- _Work to be completed_: Pull out every line in the entries below that contains the string "floral", matching case exactly.

- _Dataset records_:

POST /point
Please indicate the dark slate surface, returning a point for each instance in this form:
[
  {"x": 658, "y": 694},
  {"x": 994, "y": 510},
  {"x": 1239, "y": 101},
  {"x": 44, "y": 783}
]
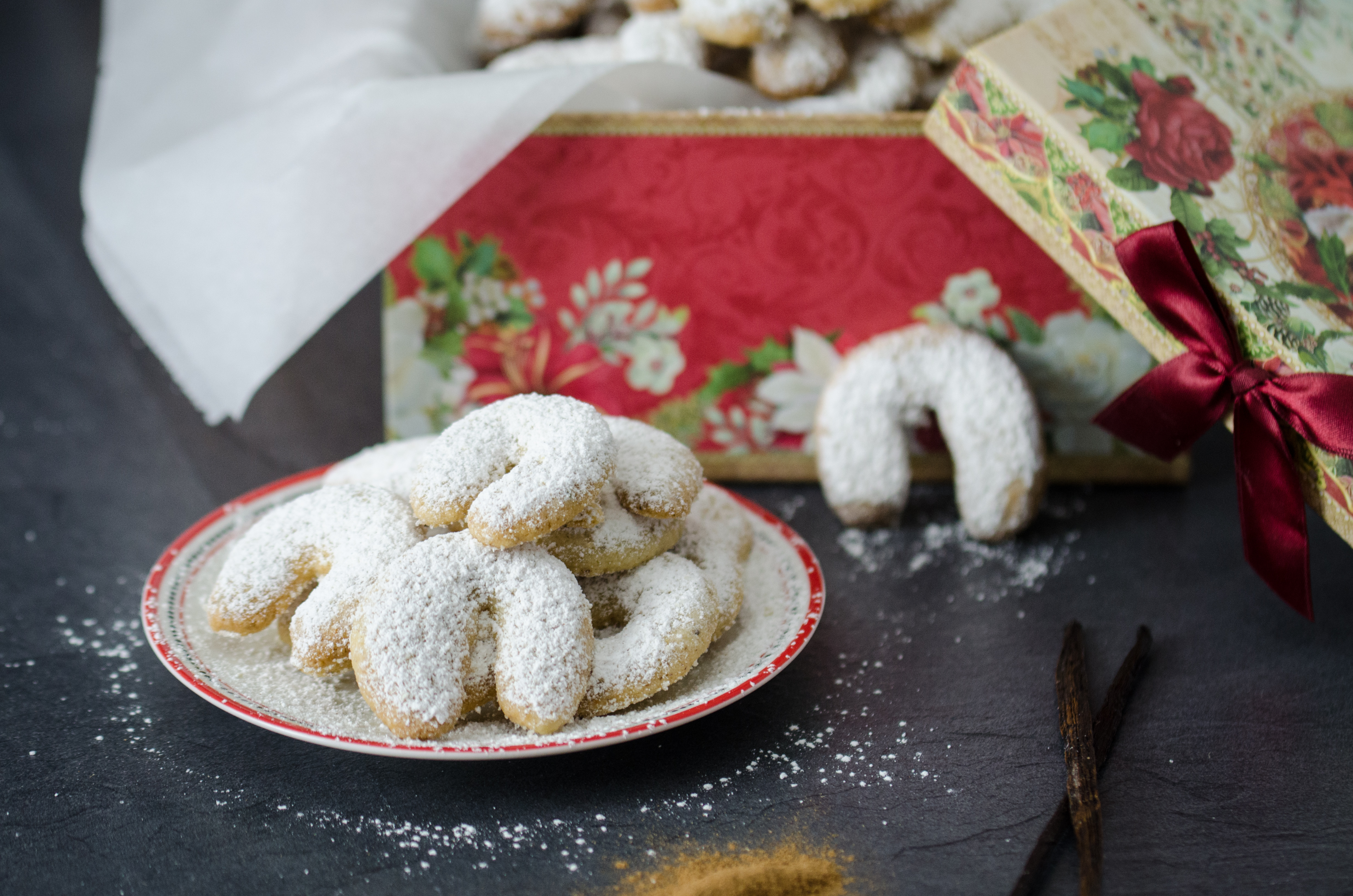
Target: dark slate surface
[{"x": 1232, "y": 773}]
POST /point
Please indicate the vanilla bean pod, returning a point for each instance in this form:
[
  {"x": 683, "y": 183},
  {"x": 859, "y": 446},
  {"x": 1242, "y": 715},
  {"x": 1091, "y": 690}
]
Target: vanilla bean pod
[
  {"x": 1106, "y": 730},
  {"x": 1081, "y": 775}
]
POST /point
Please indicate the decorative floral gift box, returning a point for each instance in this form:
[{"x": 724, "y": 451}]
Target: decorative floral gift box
[
  {"x": 1234, "y": 117},
  {"x": 707, "y": 273}
]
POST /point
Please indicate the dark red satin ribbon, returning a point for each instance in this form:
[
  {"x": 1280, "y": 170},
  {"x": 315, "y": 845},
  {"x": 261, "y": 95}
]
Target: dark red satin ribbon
[{"x": 1167, "y": 411}]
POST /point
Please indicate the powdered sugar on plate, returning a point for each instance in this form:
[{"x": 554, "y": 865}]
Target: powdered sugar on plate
[{"x": 781, "y": 607}]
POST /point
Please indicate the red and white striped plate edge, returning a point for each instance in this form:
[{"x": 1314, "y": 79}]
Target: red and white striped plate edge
[{"x": 167, "y": 650}]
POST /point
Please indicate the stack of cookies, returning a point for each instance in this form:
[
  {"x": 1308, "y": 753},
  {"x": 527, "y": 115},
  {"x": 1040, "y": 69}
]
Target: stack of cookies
[
  {"x": 563, "y": 562},
  {"x": 826, "y": 56}
]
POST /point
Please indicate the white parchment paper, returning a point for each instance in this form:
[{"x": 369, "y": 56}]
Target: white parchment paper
[{"x": 254, "y": 163}]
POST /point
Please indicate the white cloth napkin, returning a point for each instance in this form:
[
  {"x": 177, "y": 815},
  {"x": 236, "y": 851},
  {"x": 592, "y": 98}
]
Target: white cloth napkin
[{"x": 254, "y": 163}]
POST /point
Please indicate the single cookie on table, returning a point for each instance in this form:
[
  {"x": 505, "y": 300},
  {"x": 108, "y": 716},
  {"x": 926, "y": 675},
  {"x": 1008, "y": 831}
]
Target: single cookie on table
[
  {"x": 308, "y": 564},
  {"x": 719, "y": 539},
  {"x": 669, "y": 614},
  {"x": 881, "y": 78},
  {"x": 803, "y": 63},
  {"x": 516, "y": 470},
  {"x": 738, "y": 22},
  {"x": 622, "y": 542},
  {"x": 509, "y": 24},
  {"x": 417, "y": 637},
  {"x": 661, "y": 37},
  {"x": 986, "y": 411}
]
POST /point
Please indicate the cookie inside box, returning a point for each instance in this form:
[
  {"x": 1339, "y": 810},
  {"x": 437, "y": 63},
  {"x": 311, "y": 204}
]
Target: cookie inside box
[{"x": 705, "y": 273}]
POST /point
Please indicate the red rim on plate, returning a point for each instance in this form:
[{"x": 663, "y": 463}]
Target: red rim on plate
[{"x": 168, "y": 639}]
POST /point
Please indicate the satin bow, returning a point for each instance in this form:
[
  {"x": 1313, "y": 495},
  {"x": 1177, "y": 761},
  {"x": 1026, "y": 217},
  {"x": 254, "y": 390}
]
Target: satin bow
[{"x": 1175, "y": 404}]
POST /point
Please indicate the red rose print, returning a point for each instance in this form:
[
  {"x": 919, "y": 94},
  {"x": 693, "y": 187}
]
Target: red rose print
[
  {"x": 1091, "y": 198},
  {"x": 1182, "y": 143}
]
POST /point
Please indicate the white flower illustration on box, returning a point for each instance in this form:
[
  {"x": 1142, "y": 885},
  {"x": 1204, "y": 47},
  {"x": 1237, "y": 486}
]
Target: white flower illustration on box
[
  {"x": 654, "y": 365},
  {"x": 739, "y": 430},
  {"x": 965, "y": 302},
  {"x": 420, "y": 400},
  {"x": 627, "y": 328},
  {"x": 793, "y": 392},
  {"x": 1079, "y": 367}
]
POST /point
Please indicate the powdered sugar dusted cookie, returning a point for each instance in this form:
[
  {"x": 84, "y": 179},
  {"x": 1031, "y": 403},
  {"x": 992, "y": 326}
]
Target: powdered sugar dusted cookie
[
  {"x": 738, "y": 22},
  {"x": 516, "y": 470},
  {"x": 508, "y": 24},
  {"x": 986, "y": 411},
  {"x": 309, "y": 562},
  {"x": 622, "y": 542},
  {"x": 661, "y": 37},
  {"x": 881, "y": 78},
  {"x": 669, "y": 612},
  {"x": 419, "y": 631},
  {"x": 806, "y": 61},
  {"x": 655, "y": 474},
  {"x": 719, "y": 541}
]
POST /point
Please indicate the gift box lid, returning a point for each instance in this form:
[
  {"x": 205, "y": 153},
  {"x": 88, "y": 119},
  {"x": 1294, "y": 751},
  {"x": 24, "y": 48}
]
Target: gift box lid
[{"x": 1233, "y": 117}]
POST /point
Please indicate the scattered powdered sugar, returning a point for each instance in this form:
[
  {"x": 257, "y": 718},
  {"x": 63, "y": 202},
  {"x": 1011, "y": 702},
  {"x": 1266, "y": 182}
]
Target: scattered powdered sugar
[
  {"x": 1008, "y": 568},
  {"x": 254, "y": 669}
]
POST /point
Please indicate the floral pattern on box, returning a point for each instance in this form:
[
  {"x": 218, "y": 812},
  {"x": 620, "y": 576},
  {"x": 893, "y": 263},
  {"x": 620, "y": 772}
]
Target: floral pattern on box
[
  {"x": 1266, "y": 190},
  {"x": 1239, "y": 59}
]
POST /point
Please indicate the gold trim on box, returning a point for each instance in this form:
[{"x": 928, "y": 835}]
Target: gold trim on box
[
  {"x": 791, "y": 466},
  {"x": 731, "y": 125}
]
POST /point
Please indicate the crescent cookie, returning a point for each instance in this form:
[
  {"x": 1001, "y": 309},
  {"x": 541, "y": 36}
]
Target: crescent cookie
[
  {"x": 986, "y": 412},
  {"x": 516, "y": 470},
  {"x": 655, "y": 474},
  {"x": 669, "y": 612},
  {"x": 417, "y": 635},
  {"x": 340, "y": 536},
  {"x": 622, "y": 542},
  {"x": 738, "y": 22},
  {"x": 719, "y": 541},
  {"x": 806, "y": 61}
]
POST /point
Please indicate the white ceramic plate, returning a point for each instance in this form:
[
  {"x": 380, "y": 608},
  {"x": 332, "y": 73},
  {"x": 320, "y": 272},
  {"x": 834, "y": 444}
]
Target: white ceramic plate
[{"x": 250, "y": 676}]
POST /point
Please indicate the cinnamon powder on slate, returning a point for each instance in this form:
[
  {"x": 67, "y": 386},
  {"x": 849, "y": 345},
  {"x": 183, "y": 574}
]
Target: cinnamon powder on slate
[{"x": 787, "y": 871}]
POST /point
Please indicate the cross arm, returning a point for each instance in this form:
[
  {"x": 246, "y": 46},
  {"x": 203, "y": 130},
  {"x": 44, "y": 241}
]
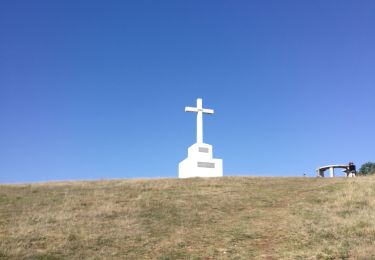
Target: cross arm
[
  {"x": 208, "y": 111},
  {"x": 191, "y": 109}
]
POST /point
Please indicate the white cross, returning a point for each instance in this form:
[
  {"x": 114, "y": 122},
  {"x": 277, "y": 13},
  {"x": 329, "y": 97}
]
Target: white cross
[{"x": 199, "y": 110}]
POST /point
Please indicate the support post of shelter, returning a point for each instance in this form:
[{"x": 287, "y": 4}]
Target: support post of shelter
[{"x": 331, "y": 172}]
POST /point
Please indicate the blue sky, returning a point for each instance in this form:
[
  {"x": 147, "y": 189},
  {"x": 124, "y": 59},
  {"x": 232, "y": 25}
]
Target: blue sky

- _Problem solution_:
Please indicate the decorative floral gift box, returning a point for each instance in this form:
Target: decorative floral gift box
Please indicate the floral pattern on box, returning a point for each instance in this form:
Target: floral pattern on box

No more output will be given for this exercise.